*ABOUT THIS TASK:* Reproduce exactly the line with "Could you point out the dried" and all the lines beneath it, stopping only at the end of the material.

==== EXERCISE INPUT ====

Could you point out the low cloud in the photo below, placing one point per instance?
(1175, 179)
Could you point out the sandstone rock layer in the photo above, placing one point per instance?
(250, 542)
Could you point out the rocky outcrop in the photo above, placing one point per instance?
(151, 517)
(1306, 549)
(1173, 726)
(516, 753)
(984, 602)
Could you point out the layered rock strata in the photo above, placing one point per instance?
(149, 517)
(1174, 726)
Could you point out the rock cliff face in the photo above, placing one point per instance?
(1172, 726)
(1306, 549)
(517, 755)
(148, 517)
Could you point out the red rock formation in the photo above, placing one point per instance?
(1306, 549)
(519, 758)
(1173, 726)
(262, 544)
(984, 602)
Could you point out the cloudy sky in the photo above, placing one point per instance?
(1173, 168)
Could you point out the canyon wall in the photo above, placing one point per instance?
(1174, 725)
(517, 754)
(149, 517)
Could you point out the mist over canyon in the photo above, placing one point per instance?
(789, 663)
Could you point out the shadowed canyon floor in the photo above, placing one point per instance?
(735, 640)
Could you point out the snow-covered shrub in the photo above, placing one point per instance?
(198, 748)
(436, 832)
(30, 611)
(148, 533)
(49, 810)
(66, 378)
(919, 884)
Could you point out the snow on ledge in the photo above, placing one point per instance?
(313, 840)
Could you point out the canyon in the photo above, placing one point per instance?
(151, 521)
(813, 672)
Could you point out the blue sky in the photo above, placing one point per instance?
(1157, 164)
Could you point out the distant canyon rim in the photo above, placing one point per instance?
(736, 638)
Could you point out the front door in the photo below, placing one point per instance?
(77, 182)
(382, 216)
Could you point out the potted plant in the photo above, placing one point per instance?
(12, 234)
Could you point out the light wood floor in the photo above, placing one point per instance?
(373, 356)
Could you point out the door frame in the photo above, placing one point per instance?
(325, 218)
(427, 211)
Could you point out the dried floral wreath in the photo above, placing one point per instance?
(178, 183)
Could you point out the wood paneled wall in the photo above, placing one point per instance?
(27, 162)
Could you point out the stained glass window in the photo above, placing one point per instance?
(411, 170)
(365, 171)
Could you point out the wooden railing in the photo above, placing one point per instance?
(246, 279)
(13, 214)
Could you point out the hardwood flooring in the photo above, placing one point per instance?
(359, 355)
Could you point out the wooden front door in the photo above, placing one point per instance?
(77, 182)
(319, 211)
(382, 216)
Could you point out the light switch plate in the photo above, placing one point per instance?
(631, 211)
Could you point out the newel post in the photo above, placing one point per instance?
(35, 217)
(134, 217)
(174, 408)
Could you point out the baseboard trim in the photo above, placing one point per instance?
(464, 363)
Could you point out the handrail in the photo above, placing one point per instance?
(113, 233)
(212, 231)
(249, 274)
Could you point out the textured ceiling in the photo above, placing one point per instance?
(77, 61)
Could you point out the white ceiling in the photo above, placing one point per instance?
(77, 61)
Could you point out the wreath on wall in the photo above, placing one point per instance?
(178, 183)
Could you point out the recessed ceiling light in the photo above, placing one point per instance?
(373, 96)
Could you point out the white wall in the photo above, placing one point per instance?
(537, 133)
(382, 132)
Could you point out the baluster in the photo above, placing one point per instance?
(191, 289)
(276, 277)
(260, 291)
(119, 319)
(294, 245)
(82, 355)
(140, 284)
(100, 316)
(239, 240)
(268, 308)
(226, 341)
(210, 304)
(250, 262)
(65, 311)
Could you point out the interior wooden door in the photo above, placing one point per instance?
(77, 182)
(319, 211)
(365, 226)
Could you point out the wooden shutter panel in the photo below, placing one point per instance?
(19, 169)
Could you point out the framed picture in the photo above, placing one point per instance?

====

*ANSWER TO THIS PROBLEM:*
Could you point out the dried floral wreath in the photo above, placing one point per instance?
(178, 183)
Could you point out the wood paneled wall in the photo above, placing one point per instance?
(27, 162)
Could you point out the stained glass window in the photo above, placing one point per instance?
(411, 170)
(365, 171)
Could you point out the wooden railing in the photo above, placing one point per instance?
(246, 279)
(13, 214)
Could you point out the hardwood flooring in the photo above, placing one point per instance?
(359, 355)
Could you point out the wooden front door in the photo above, placing one point per instance?
(77, 182)
(319, 211)
(382, 216)
Could you point out the light switch plate in the photo above, placing one point per instance?
(631, 211)
Could you point out the newel post in the photo above, placing one point per instance?
(35, 217)
(134, 217)
(174, 408)
Could you point out the baseboard trim in the photo above, placing one point per instance?
(464, 363)
Could you point out the handrail in the photo above, placing one point per instance?
(113, 233)
(212, 231)
(249, 274)
Could you point out the textured ceiling in the photo above, placing one point per instance?
(77, 61)
Could you point out the white ceiling in the photo above, placing one point per instance?
(77, 61)
Could you point out the wreath on wall in the photo above, placing one point per instance?
(178, 183)
Could you point out the recessed ceiling light in the photo above, placing one point per instance?
(373, 96)
Could you point out the white wall in the photo above, placing one point per instance?
(537, 133)
(382, 132)
Could you point out the baluster in the photo above, placing one point per instance?
(191, 289)
(276, 277)
(260, 291)
(119, 319)
(294, 245)
(82, 355)
(140, 284)
(100, 316)
(239, 240)
(268, 308)
(226, 341)
(210, 304)
(250, 262)
(65, 311)
Could you point out the interior wooden door in the photo above, placing one point per instance?
(77, 182)
(319, 211)
(365, 226)
Could you point out the wooden shutter panel in the photo below, placing one point per instance?
(19, 169)
Could you point out the framed picture in the photo above, placing one point per instance?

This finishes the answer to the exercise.